■ Prompt
Reproduce the following records exactly from the line containing "Where can the gray bucket" onward, ending with the last line and including it.

(Location identification items)
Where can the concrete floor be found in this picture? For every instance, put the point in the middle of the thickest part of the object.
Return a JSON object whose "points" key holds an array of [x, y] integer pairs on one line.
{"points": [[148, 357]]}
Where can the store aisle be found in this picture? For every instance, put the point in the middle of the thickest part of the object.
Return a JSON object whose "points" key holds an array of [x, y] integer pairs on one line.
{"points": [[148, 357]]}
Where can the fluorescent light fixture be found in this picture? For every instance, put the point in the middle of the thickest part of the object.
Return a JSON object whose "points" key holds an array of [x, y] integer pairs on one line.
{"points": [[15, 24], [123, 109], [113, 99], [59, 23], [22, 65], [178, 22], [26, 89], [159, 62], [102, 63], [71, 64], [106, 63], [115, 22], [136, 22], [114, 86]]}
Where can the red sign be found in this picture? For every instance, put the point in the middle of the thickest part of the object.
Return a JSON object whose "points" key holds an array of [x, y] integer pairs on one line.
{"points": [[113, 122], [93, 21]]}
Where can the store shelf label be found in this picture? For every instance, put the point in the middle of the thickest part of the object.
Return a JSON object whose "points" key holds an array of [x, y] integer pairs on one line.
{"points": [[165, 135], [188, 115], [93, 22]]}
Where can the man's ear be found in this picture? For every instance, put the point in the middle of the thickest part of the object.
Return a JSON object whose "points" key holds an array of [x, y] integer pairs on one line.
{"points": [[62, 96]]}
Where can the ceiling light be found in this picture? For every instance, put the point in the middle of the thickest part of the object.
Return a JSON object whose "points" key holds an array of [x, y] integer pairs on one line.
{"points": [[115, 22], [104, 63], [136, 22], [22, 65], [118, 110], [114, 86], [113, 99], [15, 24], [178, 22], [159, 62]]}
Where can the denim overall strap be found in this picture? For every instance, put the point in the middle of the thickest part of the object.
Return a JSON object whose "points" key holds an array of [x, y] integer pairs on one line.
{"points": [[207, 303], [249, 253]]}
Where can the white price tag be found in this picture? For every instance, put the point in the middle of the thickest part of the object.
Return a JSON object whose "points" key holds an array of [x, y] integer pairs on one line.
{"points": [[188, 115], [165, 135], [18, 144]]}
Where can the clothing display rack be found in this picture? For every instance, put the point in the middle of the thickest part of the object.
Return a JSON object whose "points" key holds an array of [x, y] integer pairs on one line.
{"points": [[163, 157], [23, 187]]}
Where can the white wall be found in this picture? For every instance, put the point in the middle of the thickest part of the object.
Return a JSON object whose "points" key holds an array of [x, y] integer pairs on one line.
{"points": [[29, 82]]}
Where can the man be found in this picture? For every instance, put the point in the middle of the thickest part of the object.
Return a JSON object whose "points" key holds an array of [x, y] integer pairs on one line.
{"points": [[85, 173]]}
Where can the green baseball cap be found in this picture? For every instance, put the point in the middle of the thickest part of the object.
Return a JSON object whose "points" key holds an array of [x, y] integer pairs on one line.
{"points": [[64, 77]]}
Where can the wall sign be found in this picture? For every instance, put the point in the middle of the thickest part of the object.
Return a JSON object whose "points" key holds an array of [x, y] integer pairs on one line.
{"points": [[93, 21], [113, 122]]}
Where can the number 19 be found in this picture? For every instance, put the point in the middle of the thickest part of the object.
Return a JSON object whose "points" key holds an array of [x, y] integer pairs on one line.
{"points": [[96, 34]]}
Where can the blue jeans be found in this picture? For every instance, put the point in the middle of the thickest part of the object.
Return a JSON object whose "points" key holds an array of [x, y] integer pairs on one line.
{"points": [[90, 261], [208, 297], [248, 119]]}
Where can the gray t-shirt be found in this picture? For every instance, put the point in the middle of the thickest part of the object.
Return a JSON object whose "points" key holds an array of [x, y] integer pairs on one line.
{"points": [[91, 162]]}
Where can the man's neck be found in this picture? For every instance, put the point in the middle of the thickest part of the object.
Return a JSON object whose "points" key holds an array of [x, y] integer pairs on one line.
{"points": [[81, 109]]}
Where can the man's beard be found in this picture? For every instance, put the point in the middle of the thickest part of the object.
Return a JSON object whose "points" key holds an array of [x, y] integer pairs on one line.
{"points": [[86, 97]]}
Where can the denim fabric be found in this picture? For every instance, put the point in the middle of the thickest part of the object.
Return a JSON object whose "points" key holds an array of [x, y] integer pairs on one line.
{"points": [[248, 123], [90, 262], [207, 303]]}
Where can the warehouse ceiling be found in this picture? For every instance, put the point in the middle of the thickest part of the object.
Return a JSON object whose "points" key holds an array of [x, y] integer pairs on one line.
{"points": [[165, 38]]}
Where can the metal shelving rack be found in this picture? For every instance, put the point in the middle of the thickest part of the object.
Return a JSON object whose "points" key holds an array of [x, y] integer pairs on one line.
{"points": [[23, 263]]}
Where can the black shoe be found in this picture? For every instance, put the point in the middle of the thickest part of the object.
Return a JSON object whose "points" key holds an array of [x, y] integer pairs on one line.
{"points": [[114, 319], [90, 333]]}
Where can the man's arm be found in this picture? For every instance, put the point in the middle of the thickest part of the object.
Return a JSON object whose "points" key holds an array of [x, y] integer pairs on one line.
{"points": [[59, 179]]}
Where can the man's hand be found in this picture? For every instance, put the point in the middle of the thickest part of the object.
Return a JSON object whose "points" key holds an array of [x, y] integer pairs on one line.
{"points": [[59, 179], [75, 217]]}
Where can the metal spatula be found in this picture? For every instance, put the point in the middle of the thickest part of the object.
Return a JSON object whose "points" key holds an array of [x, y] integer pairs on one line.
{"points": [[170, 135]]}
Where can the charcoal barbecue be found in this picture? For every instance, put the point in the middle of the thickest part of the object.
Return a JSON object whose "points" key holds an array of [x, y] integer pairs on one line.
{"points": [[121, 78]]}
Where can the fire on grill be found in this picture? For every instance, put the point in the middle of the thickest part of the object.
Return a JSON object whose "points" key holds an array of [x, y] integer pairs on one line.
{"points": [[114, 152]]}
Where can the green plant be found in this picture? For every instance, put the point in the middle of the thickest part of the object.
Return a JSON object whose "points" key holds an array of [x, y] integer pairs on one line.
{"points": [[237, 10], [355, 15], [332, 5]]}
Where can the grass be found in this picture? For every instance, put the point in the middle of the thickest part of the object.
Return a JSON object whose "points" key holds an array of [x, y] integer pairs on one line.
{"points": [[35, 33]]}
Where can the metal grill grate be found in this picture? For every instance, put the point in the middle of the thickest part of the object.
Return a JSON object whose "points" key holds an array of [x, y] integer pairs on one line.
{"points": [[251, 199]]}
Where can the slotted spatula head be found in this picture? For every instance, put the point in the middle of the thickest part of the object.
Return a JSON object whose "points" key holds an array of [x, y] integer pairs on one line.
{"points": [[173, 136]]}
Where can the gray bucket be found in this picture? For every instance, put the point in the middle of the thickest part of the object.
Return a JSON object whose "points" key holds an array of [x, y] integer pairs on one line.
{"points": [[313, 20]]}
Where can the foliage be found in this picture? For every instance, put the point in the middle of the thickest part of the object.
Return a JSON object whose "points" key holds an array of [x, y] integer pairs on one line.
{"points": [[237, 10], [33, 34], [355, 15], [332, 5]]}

■ Written answer
Where can the gray bucket be found in this picture? For every instance, put the point in the middle of the thickest part of the object.
Return a JSON object whose "points" key holds an array of [x, y] integer pairs on one line.
{"points": [[313, 20]]}
Where can the foliage be found in this picture? For every instance, put the point in the middle of the thickest part of the object.
Return a JSON object whose "points" key holds an array of [x, y] integer pairs on one line.
{"points": [[237, 10], [33, 34], [355, 15], [332, 5]]}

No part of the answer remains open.